**GOAL:** Collect every line of the data below that contains the word "tree", and copy each one in full. Case counts.

┄┄┄┄┄┄

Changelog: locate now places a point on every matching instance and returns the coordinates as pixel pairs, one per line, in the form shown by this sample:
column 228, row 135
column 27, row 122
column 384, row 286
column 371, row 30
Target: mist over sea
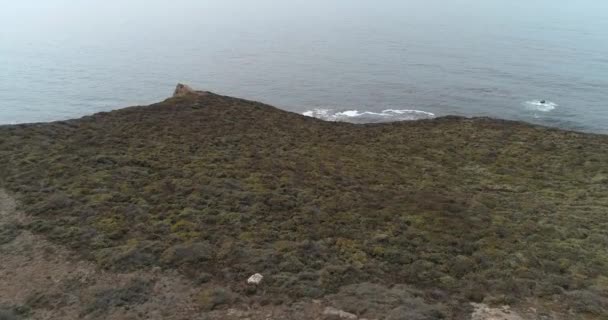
column 349, row 60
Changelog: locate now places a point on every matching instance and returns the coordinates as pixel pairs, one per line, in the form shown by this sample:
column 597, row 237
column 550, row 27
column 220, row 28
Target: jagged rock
column 255, row 279
column 331, row 313
column 484, row 312
column 184, row 90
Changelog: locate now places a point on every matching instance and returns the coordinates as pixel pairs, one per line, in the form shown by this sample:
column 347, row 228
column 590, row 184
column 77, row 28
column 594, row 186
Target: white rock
column 484, row 312
column 255, row 279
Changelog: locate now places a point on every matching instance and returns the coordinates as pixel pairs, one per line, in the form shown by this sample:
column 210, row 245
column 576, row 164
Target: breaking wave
column 538, row 105
column 356, row 116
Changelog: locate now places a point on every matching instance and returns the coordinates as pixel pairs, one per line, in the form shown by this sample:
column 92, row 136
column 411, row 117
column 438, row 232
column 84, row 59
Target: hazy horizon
column 66, row 58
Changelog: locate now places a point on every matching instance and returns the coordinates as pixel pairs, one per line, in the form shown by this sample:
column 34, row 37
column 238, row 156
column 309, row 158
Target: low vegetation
column 428, row 214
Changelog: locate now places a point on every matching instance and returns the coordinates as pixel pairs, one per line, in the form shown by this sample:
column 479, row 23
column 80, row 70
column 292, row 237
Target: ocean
column 540, row 61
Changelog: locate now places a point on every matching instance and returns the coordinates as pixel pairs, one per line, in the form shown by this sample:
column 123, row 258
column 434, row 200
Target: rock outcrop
column 184, row 90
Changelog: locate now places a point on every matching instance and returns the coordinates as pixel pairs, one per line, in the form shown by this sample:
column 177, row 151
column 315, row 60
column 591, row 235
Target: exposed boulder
column 255, row 279
column 184, row 90
column 333, row 313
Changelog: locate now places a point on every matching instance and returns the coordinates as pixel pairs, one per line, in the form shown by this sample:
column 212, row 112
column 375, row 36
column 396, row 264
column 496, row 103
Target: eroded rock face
column 183, row 90
column 333, row 313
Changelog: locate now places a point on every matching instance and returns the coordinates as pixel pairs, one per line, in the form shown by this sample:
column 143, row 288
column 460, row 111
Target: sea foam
column 537, row 105
column 356, row 116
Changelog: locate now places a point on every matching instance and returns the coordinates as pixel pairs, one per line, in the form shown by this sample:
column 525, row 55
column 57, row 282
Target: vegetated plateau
column 437, row 213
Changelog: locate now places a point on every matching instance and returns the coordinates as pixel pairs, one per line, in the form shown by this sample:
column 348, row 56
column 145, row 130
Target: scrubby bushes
column 479, row 209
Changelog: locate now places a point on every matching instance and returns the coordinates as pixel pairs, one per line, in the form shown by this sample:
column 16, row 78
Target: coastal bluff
column 177, row 204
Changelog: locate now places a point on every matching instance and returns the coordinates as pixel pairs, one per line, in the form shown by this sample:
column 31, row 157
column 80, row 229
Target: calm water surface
column 341, row 60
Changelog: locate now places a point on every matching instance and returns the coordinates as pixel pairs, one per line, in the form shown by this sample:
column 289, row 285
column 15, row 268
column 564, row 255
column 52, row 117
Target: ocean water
column 341, row 60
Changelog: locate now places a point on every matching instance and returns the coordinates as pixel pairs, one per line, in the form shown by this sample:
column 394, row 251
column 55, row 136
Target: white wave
column 357, row 116
column 541, row 105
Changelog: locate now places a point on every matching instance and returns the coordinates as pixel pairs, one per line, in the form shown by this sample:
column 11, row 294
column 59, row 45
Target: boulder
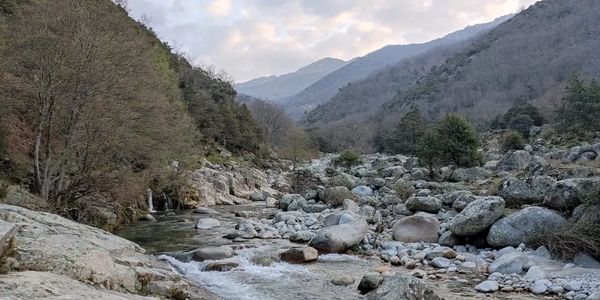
column 370, row 282
column 207, row 223
column 569, row 193
column 420, row 227
column 335, row 195
column 426, row 204
column 524, row 226
column 513, row 161
column 288, row 199
column 477, row 216
column 66, row 252
column 345, row 180
column 363, row 190
column 509, row 263
column 339, row 238
column 401, row 287
column 300, row 255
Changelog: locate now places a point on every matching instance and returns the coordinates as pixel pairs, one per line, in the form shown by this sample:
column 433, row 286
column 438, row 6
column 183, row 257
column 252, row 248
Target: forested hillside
column 321, row 91
column 275, row 88
column 521, row 61
column 94, row 106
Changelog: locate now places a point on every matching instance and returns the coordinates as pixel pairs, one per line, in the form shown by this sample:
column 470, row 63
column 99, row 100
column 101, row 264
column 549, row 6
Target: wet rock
column 401, row 287
column 220, row 267
column 524, row 226
column 301, row 236
column 207, row 223
column 339, row 238
column 335, row 195
column 148, row 218
column 421, row 227
column 426, row 204
column 477, row 216
column 343, row 280
column 487, row 286
column 370, row 282
column 300, row 255
column 509, row 263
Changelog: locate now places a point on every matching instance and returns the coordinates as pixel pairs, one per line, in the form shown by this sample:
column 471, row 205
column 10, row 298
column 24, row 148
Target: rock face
column 417, row 228
column 50, row 244
column 300, row 255
column 401, row 287
column 336, row 195
column 338, row 238
column 426, row 204
column 477, row 216
column 524, row 226
column 569, row 193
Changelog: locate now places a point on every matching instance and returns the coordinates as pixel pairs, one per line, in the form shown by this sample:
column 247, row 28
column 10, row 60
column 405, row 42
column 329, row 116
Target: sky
column 254, row 38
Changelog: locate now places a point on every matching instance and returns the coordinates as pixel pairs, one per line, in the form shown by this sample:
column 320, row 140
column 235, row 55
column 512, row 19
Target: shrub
column 512, row 140
column 408, row 133
column 347, row 159
column 452, row 141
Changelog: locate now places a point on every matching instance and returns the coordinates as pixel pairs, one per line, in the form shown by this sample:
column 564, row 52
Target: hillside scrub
column 94, row 107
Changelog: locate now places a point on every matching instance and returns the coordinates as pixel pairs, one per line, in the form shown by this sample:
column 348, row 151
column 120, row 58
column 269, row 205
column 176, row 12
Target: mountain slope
column 518, row 62
column 278, row 87
column 324, row 89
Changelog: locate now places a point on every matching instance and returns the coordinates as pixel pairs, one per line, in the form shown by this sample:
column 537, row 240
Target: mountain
column 322, row 90
column 523, row 60
column 277, row 87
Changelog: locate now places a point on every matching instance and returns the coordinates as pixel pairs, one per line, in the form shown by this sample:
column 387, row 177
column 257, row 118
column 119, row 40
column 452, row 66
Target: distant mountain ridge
column 322, row 90
column 274, row 88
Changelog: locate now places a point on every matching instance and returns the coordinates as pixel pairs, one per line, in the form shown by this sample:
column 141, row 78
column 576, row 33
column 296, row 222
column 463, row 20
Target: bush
column 512, row 140
column 347, row 159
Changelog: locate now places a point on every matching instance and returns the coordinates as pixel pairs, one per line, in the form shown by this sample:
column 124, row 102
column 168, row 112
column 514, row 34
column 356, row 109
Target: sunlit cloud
column 252, row 38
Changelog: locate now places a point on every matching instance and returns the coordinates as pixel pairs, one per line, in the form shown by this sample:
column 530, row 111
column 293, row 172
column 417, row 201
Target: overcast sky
column 253, row 38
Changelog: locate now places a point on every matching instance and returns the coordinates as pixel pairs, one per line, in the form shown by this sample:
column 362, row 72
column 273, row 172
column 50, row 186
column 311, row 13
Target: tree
column 512, row 140
column 581, row 106
column 408, row 133
column 452, row 141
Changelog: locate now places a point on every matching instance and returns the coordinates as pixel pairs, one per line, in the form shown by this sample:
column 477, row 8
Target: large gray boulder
column 569, row 193
column 339, row 238
column 426, row 204
column 517, row 192
column 335, row 195
column 50, row 244
column 509, row 263
column 402, row 287
column 514, row 161
column 477, row 216
column 420, row 227
column 524, row 226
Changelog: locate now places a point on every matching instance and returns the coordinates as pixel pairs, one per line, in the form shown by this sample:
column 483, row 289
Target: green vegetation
column 520, row 119
column 408, row 133
column 452, row 141
column 512, row 140
column 95, row 107
column 580, row 110
column 347, row 159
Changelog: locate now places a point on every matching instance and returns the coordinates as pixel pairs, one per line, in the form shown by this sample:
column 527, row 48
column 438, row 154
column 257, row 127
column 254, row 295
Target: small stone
column 487, row 286
column 440, row 262
column 370, row 282
column 343, row 280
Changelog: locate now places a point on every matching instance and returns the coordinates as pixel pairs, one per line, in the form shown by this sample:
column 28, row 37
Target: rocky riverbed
column 381, row 229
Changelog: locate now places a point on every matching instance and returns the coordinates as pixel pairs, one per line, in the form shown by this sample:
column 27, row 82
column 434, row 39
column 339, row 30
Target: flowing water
column 278, row 280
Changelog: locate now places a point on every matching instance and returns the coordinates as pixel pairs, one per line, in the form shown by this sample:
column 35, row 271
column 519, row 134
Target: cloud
column 252, row 38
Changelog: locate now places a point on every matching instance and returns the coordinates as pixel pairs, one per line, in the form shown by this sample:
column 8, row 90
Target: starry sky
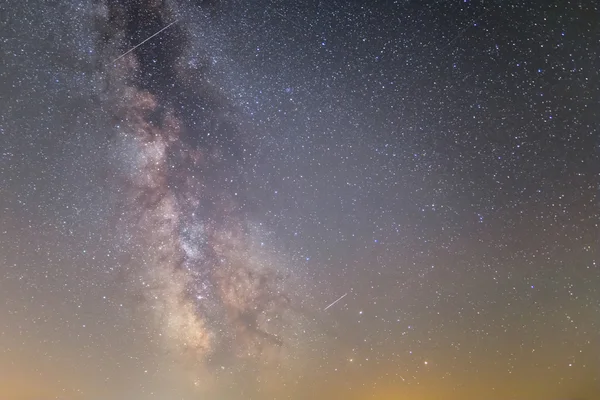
column 282, row 199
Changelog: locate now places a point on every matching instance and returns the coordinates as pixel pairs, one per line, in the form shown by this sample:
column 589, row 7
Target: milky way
column 277, row 199
column 203, row 274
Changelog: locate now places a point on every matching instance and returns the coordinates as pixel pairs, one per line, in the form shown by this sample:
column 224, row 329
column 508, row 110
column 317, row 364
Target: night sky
column 176, row 222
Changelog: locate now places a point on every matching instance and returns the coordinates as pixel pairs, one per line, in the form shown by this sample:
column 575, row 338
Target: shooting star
column 135, row 47
column 344, row 295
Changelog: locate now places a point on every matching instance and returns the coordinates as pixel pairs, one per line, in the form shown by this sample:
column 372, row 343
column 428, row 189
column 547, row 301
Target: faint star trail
column 344, row 295
column 138, row 45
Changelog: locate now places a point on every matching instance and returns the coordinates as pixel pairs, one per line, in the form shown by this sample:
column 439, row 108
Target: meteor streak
column 344, row 295
column 138, row 45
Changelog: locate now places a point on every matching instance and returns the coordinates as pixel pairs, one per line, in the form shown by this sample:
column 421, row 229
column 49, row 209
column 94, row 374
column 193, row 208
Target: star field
column 179, row 212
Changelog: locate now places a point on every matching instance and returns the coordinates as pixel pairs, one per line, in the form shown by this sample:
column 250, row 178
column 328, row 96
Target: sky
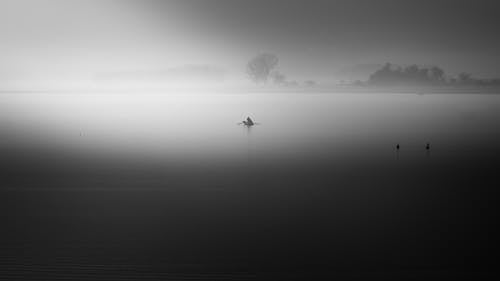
column 69, row 43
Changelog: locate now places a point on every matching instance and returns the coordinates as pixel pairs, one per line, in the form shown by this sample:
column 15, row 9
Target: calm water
column 144, row 186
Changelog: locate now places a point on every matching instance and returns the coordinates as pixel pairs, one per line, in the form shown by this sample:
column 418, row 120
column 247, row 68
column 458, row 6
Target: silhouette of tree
column 278, row 77
column 260, row 67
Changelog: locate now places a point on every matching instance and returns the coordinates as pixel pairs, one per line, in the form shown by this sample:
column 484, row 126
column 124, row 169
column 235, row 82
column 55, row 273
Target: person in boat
column 248, row 122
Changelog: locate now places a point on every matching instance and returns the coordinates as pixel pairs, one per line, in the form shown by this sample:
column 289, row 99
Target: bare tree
column 260, row 67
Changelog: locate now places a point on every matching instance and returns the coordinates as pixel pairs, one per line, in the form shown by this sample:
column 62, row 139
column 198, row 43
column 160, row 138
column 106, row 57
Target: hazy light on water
column 205, row 125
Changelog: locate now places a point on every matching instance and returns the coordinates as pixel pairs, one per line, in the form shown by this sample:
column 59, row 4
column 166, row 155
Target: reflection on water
column 170, row 187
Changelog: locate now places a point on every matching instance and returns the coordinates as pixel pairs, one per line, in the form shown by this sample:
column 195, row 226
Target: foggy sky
column 54, row 42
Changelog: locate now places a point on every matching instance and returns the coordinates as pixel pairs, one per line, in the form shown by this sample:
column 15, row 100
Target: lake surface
column 151, row 186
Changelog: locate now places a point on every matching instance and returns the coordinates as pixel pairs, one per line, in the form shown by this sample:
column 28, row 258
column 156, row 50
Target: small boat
column 249, row 122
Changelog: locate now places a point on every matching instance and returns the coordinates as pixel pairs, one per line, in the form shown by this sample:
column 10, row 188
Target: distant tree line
column 414, row 75
column 262, row 69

┄┄┄┄┄┄

**RESPONSE TO THE EXERCISE:**
Target: tree
Target: silhouette of tree
Target: bare tree
Target: distant tree line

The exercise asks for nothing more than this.